▸ **WORK REQUIRED**
Reproduce every line of the listing below except the pictures, shifting each x and y coordinate in the answers up by 45.

▸ **DATA SECTION**
○ ○ ○ ○ ○ ○ ○
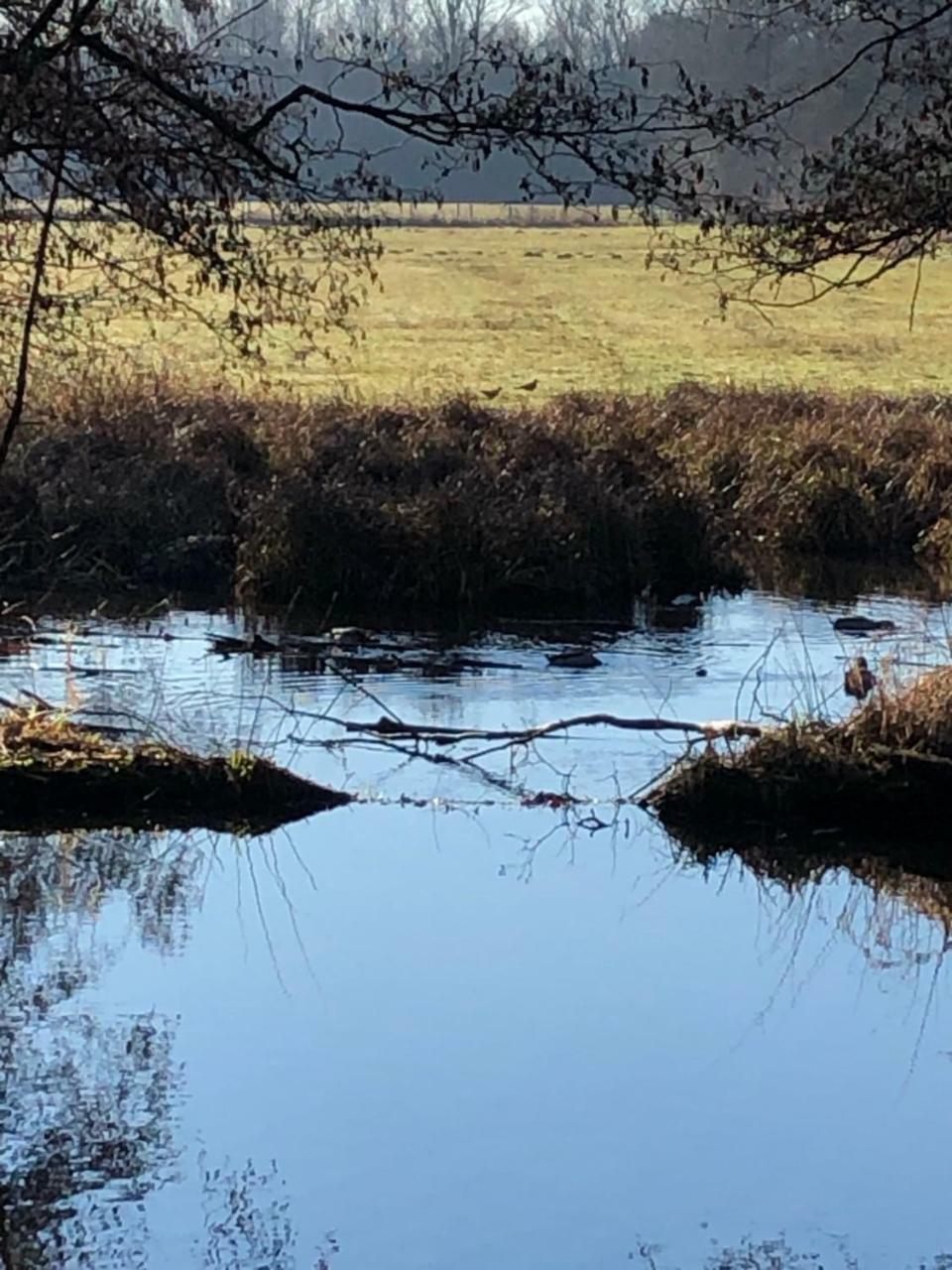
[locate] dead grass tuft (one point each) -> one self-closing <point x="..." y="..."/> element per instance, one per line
<point x="56" y="774"/>
<point x="885" y="771"/>
<point x="575" y="504"/>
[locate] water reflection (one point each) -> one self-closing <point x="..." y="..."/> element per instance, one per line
<point x="518" y="1033"/>
<point x="87" y="1102"/>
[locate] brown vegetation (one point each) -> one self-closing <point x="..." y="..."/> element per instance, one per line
<point x="56" y="774"/>
<point x="883" y="774"/>
<point x="578" y="504"/>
○ ○ ○ ○ ○ ○ ○
▸ **SOLUTION TO THE PROBLEM**
[locate] dead grass tuft (one point each) -> one self-closing <point x="..." y="..."/> element per instance, one per line
<point x="101" y="819"/>
<point x="930" y="816"/>
<point x="620" y="549"/>
[locate] water reflection (one point each) -> one self-closing <point x="..." y="..."/> element per instance, one per line
<point x="563" y="1078"/>
<point x="132" y="1147"/>
[locate] brown vegetation (one point each) -> one self-closing <point x="..." y="..."/> element per instance, one per line
<point x="101" y="819"/>
<point x="928" y="819"/>
<point x="623" y="549"/>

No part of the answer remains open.